Tasks
1 – Rewrite the paragraph of the patent claims beginning "13. A method of producing" as a short bulleted list that keeps its main facts.
2 – In the patent claims, what weight is given for the fabric of claim 4?
3 – Copy the patent claims from "6. The fabric" to "about 650 gr/yd2.".

Source
┌──
5. The fabric of claim 2, in which the fibers are melt blown.
6. The fabric of claim 2 in which said fused patterned regions comprise both elongated and non-elongated regions, and wherein said elongated regions are substantially free of apertures.
7. The fabric of claim 2, in which the majority of the fibers in said adjacent regions are substantially oriented in one direction.
8. The fabric of claim 3, said fabric weighing between 350 and 1750 gr/yd2.
9. The fabric of claim 4, said fabric weighing about 650 gr/yd2.
10. An industrial wipe, prepared from the fabric of claim 2.
11. A napkin facing, prepared from the fabric of claim 2, the fibers of said fabric having been initially melt blown.
12. A method of producing an apertured, non-woven fabric comprising a web of thermoplastic fibers, said fabric having a multiplicity of fused patterned regions and adjacent substantially non-fused regions, there being apertures formed within a plurality of said fused patterned regions but not within said adjacent regions, each aperture being surrounded by a perimeter of fused thermoplastic material in which the original fibrous formation is not longer present; said method comprising heat embossing a non-woven web of thermoplastic fibers with emossing means having projecting bosses, at a temperatur above the softening point of said fibers, whereby the regions of the web compressed by the projections of the embossing means become fused and immediately thereafter drafting said embossed web so as to create apertures in said fused regions.
13. A method of producing an apertured, non-woven fabric comprising a web of thermoplastic fibers said fabric having a multiplicity of fused patterned regions and adjacent substantially non-fused regions, there being apertures formed within a plurality of said fused patterned regions but not within said adjacent regions; each aperture being surrounded by a perimeter of fused thermoplastic material in which the original fibrous formation is no longer present; said method comprising heat embossing a non-woven web of thermoplastic fibers with embossing means having projecting bosses, at a temperature above the softening point of said fibers, whereby the regions of the web compressed by the projections of the embossing means become fused and immediately thereafter drafting said embossed web so as to create apertures in said fused regions; said embossing means comprising a patterned calender, there being batcher means for taking-up the fabric, said drafting being carried out in the machine direction by increasing said batcher speed relative to said calender speed.
└──
[Coordinate labeling data]
┌──
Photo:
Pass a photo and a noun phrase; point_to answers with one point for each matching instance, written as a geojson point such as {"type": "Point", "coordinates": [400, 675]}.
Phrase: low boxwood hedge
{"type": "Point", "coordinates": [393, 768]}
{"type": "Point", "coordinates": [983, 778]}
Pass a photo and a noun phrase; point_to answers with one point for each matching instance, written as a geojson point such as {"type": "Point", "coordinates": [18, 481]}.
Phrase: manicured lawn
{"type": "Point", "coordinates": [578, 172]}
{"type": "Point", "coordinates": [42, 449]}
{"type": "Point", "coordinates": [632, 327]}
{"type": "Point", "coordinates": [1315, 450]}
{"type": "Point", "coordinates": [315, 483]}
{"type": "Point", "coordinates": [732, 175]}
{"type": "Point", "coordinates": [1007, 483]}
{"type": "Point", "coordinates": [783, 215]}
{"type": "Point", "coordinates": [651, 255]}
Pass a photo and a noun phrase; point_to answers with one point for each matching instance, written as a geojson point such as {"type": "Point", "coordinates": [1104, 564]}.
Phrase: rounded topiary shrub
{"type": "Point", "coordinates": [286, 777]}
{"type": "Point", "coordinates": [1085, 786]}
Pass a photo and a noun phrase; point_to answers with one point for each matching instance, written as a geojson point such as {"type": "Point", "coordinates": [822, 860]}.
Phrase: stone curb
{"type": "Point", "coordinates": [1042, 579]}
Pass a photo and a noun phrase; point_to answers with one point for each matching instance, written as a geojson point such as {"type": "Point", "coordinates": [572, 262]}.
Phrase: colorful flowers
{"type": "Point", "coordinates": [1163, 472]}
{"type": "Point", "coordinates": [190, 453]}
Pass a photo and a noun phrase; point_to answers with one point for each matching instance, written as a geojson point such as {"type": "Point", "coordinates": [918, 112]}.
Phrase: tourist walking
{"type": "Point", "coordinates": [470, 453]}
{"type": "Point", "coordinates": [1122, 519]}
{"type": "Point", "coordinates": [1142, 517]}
└──
Task-by-task outputs
1 –
- Produces an apertured, non-woven fabric from a web of thermoplastic fibers.
- The fabric has many fused patterned regions and adjacent, substantially non-fused regions. Apertures form within a plurality of the fused regions but not within the adjacent regions.
- A perimeter of fused thermoplastic material surrounds each aperture, and the original fibrous formation is no longer present in it.
- The web is heat embossed above the fibers' softening point by embossing means with projecting bosses, so the compressed regions fuse.
- Immediately afterward, the embossed web is drafted to create apertures in the fused regions.
- The embossing means is a patterned calender, and batcher means take up the fabric.
- Drafting is done in the machine direction by increasing batcher speed relative to calender speed.

2 – About 650 gr/yd2.

3 –
6. The fabric of claim 2 in which said fused patterned regions comprise both elongated and non-elongated regions, and wherein said elongated regions are substantially free of apertures.
7. The fabric of claim 2, in which the majority of the fibers in said adjacent regions are substantially oriented in one direction.
8. The fabric of claim 3, said fabric weighing between 350 and 1750 gr/yd2.
9. The fabric of claim 4, said fabric weighing about 650 gr/yd2.